Problem to solve: Please copy the rows from the line with "of the tree." through the end of the rows, requests included, and raise every point coordinate in the answers by 59.

Provided material:

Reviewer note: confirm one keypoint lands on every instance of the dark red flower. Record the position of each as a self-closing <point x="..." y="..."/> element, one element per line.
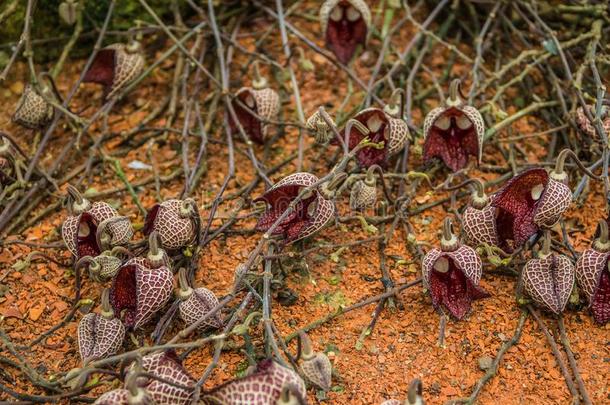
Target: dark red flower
<point x="479" y="218"/>
<point x="93" y="227"/>
<point x="140" y="291"/>
<point x="176" y="222"/>
<point x="452" y="275"/>
<point x="453" y="132"/>
<point x="32" y="110"/>
<point x="308" y="216"/>
<point x="593" y="275"/>
<point x="344" y="25"/>
<point x="114" y="67"/>
<point x="168" y="366"/>
<point x="264" y="103"/>
<point x="378" y="126"/>
<point x="549" y="279"/>
<point x="100" y="335"/>
<point x="529" y="201"/>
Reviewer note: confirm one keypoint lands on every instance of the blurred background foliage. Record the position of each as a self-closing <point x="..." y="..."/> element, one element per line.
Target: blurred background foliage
<point x="49" y="29"/>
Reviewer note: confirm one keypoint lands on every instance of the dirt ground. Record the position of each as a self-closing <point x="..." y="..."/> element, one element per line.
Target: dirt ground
<point x="403" y="344"/>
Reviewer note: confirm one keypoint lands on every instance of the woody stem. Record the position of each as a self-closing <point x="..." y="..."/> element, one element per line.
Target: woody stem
<point x="454" y="90"/>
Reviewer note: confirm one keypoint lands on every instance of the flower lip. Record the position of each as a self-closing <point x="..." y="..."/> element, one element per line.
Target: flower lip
<point x="250" y="123"/>
<point x="279" y="200"/>
<point x="593" y="275"/>
<point x="517" y="203"/>
<point x="102" y="70"/>
<point x="378" y="125"/>
<point x="452" y="137"/>
<point x="600" y="303"/>
<point x="308" y="216"/>
<point x="450" y="287"/>
<point x="344" y="26"/>
<point x="265" y="383"/>
<point x="86" y="241"/>
<point x="452" y="278"/>
<point x="124" y="294"/>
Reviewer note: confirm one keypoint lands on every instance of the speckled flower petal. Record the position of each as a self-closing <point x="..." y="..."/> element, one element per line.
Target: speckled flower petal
<point x="452" y="134"/>
<point x="32" y="110"/>
<point x="456" y="288"/>
<point x="300" y="223"/>
<point x="114" y="67"/>
<point x="99" y="337"/>
<point x="175" y="231"/>
<point x="555" y="201"/>
<point x="593" y="279"/>
<point x="549" y="281"/>
<point x="344" y="26"/>
<point x="263" y="387"/>
<point x="168" y="365"/>
<point x="517" y="203"/>
<point x="140" y="292"/>
<point x="479" y="226"/>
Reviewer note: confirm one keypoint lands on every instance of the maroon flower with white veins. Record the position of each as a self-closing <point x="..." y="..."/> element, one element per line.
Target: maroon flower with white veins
<point x="196" y="303"/>
<point x="100" y="335"/>
<point x="528" y="202"/>
<point x="549" y="279"/>
<point x="479" y="218"/>
<point x="168" y="366"/>
<point x="379" y="126"/>
<point x="345" y="26"/>
<point x="33" y="111"/>
<point x="254" y="106"/>
<point x="309" y="215"/>
<point x="316" y="366"/>
<point x="263" y="387"/>
<point x="452" y="274"/>
<point x="115" y="67"/>
<point x="176" y="221"/>
<point x="454" y="131"/>
<point x="139" y="292"/>
<point x="93" y="227"/>
<point x="593" y="275"/>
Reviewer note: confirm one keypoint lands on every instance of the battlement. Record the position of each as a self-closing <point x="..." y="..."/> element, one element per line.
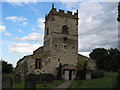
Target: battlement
<point x="61" y="13"/>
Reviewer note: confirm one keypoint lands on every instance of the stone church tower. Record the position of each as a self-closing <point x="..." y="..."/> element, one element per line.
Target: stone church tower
<point x="60" y="46"/>
<point x="61" y="36"/>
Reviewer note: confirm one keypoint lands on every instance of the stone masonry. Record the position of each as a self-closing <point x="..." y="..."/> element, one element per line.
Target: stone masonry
<point x="60" y="45"/>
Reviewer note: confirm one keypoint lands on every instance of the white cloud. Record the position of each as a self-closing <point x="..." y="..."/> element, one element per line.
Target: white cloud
<point x="2" y="28"/>
<point x="40" y="22"/>
<point x="20" y="2"/>
<point x="24" y="23"/>
<point x="7" y="34"/>
<point x="32" y="37"/>
<point x="18" y="19"/>
<point x="23" y="48"/>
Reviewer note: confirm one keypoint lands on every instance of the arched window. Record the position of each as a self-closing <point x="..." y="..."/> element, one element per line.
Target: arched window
<point x="65" y="29"/>
<point x="38" y="64"/>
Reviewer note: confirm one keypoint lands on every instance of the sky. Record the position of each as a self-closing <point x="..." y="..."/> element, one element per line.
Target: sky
<point x="22" y="26"/>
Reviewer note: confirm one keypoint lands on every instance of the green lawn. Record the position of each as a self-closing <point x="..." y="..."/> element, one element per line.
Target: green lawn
<point x="22" y="83"/>
<point x="108" y="81"/>
<point x="48" y="85"/>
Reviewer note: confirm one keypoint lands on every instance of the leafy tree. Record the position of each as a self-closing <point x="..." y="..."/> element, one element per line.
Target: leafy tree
<point x="106" y="59"/>
<point x="6" y="68"/>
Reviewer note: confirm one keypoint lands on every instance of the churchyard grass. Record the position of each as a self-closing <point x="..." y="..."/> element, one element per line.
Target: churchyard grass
<point x="108" y="81"/>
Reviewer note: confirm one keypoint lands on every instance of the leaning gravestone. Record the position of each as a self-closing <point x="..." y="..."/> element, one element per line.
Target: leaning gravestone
<point x="88" y="76"/>
<point x="30" y="84"/>
<point x="7" y="82"/>
<point x="17" y="78"/>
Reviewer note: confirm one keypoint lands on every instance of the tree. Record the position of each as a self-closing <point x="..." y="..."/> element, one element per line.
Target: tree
<point x="115" y="62"/>
<point x="6" y="68"/>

Full response:
Reviewer note: confirm one keypoint lands on every instance of the tree. Record the position of each as a self-closing <point x="..." y="..."/> element, one element per line.
Target: tree
<point x="174" y="121"/>
<point x="65" y="127"/>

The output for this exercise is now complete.